Problems to work on:
**a.** Reproduce the passage of the abstract on level planarity between "Authors: Václav Blažej, Boris" and "Geometry (SoCG 2024)", inclusive.
**b.** The abstract on level planarity cites earlier work with a venue and year in square brackets. List every venue and year given in those brackets.
**c.** Answer these questions using the abstract on level planarity:
(i) In which volume of LIPIcs was the paper published?
(ii) How does the abstract define the width of an instance?
(iii) For instances of what height is CLP shown to be NP-hard?

Extract provided:
━━━━━━━━━━
Authors: Václav Blažej, Boris Klemz, Felix Klesen, Marie Diana Sieper, Alexander Wolff, and Johannes Zink

Published in: LIPIcs, Volume 293, 40th International Symposium on Computational Geometry (SoCG 2024)

Abstract
The problem Level Planarity asks for a crossing-free drawing of a graph in the plane such that vertices are placed at prescribed y-coordinates (called levels) and such that every edge is realized as a y-monotone curve. In the variant Constrained Level Planarity (CLP), each level y is equipped with a partial order ≺_y on its vertices and in the desired drawing the left-to-right order of vertices on level y has to be a linear extension of ≺_y. Ordered Level Planarity (OLP) corresponds to the special case of CLP where the given partial orders ≺_y are total orders. Previous results by Brückner and Rutter [SODA 2017] and Klemz and Rote [ACM Trans. Alg. 2019] state that both CLP and OLP are NP-hard even in severely restricted cases. In particular, they remain NP-hard even when restricted to instances whose width (the maximum number of vertices that may share a common level) is at most two. In this paper, we focus on the other dimension: we study the parameterized complexity of CLP and OLP with respect to the height (the number of levels). We show that OLP parameterized by the height is complete with respect to the complexity class XNLP, which was first studied by Elberfeld, Stockhusen, and Tantau [Algorithmica 2015] (under a different name) and recently made more prominent by Bodlaender, Groenland, Nederlof, and Swennenhuis [FOCS 2021]. It contains all parameterized problems that can be solved nondeterministically in time f(k)⋅ n^O(1) and space f(k)⋅ log n (where f is a computable function, n is the input size, and k is the parameter). If a problem is XNLP-complete, it lies in XP, but is W[t]-hard for every t. In contrast to the fact that OLP parameterized by the height lies in XP, it turns out that CLP is NP-hard even when restricted to instances of height 4. We complement this result by showing that CLP can be solved in polynomial time for instances of height at most 3.
━━━━━━━━━━
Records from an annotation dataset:
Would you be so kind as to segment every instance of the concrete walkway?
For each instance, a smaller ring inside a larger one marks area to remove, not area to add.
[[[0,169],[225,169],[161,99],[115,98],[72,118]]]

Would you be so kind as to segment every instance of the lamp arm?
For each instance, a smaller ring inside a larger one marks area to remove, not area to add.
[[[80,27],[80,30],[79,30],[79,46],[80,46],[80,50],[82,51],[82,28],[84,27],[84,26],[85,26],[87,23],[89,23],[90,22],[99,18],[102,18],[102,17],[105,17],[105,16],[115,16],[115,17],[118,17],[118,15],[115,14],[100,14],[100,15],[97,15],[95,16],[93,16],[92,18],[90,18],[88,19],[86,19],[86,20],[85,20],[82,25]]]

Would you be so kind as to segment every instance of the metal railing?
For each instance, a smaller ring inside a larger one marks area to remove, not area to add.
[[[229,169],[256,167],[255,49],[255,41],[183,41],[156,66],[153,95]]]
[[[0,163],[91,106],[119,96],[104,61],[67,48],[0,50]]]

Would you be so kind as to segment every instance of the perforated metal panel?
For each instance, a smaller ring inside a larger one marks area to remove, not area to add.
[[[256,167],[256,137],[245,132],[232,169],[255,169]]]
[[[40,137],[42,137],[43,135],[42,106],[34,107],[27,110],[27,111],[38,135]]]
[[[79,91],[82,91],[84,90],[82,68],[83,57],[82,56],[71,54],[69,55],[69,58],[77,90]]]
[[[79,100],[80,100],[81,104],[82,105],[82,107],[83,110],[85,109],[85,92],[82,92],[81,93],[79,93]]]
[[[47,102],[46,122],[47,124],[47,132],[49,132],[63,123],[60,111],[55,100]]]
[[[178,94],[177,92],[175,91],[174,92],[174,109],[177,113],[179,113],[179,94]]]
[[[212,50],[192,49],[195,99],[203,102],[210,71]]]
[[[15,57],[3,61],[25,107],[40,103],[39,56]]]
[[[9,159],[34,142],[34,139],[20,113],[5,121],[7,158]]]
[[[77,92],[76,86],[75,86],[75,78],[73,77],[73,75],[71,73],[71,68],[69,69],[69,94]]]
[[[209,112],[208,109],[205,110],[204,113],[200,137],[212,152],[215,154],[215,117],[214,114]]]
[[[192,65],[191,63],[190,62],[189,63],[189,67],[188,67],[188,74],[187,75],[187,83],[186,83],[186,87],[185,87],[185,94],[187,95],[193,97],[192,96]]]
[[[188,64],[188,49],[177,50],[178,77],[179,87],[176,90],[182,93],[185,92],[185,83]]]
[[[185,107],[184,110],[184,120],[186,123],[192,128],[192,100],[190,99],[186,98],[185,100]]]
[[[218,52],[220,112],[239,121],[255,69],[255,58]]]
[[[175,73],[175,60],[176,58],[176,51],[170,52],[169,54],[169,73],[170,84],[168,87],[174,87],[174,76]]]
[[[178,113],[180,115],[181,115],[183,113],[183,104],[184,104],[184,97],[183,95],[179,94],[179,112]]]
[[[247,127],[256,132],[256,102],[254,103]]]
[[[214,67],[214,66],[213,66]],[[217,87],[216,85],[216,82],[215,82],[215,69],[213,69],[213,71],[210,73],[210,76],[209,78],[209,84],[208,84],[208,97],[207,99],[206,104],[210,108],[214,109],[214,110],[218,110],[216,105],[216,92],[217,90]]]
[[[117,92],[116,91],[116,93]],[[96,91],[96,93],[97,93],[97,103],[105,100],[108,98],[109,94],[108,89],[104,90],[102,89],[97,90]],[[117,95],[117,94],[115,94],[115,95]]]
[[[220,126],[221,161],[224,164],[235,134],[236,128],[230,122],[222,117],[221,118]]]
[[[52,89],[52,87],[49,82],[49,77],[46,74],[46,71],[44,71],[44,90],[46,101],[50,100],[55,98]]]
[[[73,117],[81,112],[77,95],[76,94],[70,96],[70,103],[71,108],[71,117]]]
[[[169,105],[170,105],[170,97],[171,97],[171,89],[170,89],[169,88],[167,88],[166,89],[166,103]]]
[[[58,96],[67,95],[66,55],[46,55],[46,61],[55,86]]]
━━━━━━━━━━
Answers to the exercise:
**a.**
Authors: Václav Blažej, Boris Klemz, Felix Klesen, Marie Diana Sieper, Alexander Wolff, and Johannes Zink

Published in: LIPIcs, Volume 293, 40th International Symposium on Computational Geometry (SoCG 2024)

**b.**
SODA 2017
ACM Trans. Alg. 2019
Algorithmica 2015
FOCS 2021

**c.**
(i) Volume 293.
(ii) The width is the maximum number of vertices that may share a common level.
(iii) CLP is NP-hard even when restricted to instances of height 4.